*本文*:

━━━━

軽々しい言動の裏には無知以上に無関心があるとしか思えません。だったら沖縄にかかわらなければ良さそうなものですが。
「終戦直前に沖縄がアメリカに占領されるという情報が入ってきて、これを何とかしなきゃいかんというので、日本軍が沖縄を守るために入ってきたけれども、結果的に戦争に島民の方々も巻き込まれて多くの犠牲を出した」
【5/7の1回目の記者会見:自民・西田昌司議員「切り取られ誤解を生み非常に遺憾だ」 ひめゆりの塔の関連発言について真意を説明;FNNプライム】https://ryukyushimpo.jp/newspaper/entry-4213429.html
那覇での講演内容を批判された後の反論会見でさえ、このレベルでした。全く理論武装をしていない非武装年寄です。もし万一これが本当の戦況なら、旧日本軍はアホの集まりだったという事になります。終戦直前まで、米軍の沖縄侵攻を予測できず「何とかしなきゃいかん」と慌てて、「どんどん入ってき(た)」というのですから。
もちろん実際は違います。旧日本軍の増強は沖縄戦の前年(1944年)に終わっています。サイパンや硫黄島を占領されれば、「本土」上陸のために米軍がここにやってくるのは両軍にとって当然のことで、直前に情報が入ってくるような話ではありません。
ちなみに、ひめゆり学徒隊が活動をはじめたのは、1945年の3月末のことですから、「日本軍がどんどん入ってきて、ひめゆり(学徒)隊が死ぬことになっちゃった」なんて、時期的にもあり得ない話です。

━━━━

*項目一覧*:

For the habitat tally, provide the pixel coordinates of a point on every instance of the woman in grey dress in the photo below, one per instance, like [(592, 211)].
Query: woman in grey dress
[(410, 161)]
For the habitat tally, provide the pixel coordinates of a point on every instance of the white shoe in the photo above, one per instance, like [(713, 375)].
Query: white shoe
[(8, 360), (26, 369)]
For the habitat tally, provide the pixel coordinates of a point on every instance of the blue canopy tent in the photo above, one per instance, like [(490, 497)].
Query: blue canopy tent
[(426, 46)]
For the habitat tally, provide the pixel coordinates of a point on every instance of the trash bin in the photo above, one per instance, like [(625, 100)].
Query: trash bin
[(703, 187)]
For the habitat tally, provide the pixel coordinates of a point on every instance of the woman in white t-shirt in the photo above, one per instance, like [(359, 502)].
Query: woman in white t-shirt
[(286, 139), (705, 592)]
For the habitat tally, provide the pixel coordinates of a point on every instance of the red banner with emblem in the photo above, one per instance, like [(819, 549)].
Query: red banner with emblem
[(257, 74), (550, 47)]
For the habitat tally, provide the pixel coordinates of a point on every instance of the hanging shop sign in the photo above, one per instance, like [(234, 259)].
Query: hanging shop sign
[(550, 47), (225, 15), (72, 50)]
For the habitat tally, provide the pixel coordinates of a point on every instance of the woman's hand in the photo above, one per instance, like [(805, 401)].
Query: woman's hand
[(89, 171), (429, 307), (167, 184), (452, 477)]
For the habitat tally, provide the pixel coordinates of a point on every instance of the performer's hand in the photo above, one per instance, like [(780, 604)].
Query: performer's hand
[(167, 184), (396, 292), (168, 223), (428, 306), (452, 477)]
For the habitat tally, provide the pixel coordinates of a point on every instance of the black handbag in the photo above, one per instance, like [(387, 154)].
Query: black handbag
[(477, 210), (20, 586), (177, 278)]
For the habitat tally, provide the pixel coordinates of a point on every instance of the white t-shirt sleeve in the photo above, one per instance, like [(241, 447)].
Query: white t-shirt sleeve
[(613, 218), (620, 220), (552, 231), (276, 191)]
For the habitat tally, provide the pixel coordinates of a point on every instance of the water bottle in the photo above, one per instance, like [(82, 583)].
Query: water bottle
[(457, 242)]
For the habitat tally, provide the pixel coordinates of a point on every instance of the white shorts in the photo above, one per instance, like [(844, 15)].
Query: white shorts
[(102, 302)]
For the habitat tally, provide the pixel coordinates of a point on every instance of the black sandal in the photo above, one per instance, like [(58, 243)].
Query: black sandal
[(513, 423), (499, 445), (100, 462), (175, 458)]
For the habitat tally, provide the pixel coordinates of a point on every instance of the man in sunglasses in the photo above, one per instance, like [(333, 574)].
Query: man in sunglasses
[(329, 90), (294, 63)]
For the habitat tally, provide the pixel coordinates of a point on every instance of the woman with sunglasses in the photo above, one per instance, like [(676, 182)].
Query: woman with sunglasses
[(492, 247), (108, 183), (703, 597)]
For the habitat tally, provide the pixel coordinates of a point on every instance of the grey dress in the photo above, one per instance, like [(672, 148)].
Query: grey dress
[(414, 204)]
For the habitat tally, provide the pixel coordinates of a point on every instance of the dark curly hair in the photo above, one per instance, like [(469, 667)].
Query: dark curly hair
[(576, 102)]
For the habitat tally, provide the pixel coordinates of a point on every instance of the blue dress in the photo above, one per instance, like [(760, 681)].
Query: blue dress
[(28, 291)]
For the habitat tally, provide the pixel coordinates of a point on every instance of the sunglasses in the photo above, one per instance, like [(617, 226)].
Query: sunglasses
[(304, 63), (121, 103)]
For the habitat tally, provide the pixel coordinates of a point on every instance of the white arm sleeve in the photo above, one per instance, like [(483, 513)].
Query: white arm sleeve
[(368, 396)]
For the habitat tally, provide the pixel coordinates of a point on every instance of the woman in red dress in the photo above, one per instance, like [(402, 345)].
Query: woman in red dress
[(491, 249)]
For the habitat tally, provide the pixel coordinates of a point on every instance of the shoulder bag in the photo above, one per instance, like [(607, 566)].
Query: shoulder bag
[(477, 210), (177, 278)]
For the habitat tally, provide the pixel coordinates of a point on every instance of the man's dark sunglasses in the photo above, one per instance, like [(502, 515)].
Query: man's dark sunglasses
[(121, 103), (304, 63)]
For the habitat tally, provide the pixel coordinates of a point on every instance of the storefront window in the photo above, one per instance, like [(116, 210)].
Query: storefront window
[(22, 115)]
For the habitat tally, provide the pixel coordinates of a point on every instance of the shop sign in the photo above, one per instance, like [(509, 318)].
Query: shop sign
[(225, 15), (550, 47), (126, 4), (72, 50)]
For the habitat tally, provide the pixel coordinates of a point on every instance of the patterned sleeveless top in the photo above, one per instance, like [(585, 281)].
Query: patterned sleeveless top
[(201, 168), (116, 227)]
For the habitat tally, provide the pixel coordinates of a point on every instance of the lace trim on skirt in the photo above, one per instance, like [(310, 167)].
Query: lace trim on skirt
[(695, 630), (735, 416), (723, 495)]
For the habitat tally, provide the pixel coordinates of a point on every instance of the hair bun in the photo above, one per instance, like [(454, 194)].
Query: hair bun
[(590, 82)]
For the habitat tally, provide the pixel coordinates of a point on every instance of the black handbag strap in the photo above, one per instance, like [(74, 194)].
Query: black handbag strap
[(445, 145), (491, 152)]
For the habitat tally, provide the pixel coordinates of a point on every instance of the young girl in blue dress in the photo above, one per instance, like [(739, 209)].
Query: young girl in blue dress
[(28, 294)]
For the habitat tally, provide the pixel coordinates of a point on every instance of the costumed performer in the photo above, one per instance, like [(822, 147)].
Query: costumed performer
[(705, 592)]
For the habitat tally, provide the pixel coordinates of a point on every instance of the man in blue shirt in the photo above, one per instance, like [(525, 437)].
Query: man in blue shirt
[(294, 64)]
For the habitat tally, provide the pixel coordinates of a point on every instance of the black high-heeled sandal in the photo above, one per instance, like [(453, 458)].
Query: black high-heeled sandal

━━━━

*必要な作業*:
**A.** 本文のうち「もちろん実際は違います。旧日」から「時期的にもあり得ない話です。」まで（その語句も含む）を、一字も変えずに返すこと。
**B.** 次の(i)〜(iii)がそれぞれ本文と合っているかを「はい」か「いいえ」で答え、決め手となる本文の語句をそのまま引用すること。(i) 旧日本軍の増強は1944年に終わっている。(ii) ひめゆり学徒隊が活動をはじめたのは1944年の3月末である。(iii) 西田昌司議員の1回目の記者会見は5月7日に行われた。
**C.** 本文によると、反論会見の前に批判されたのはどこでの講演内容か。
項目は本文とは別の資料である。

*解答全文*:
**A.**
もちろん実際は違います。旧日本軍の増強は沖縄戦の前年(1944年)に終わっています。サイパンや硫黄島を占領されれば、「本土」上陸のために米軍がここにやってくるのは両軍にとって当然のことで、直前に情報が入ってくるような話ではありません。
ちなみに、ひめゆり学徒隊が活動をはじめたのは、1945年の3月末のことですから、「日本軍がどんどん入ってきて、ひめゆり(学徒)隊が死ぬことになっちゃった」なんて、時期的にもあり得ない話です。

**B.**
(i) はい。「旧日本軍の増強は沖縄戦の前年(1944年)に終わっています」
(ii) いいえ。「ひめゆり学徒隊が活動をはじめたのは、1945年の3月末のことですから」
(iii) はい。「5/7の1回目の記者会見」

**C.** 那覇での講演内容である。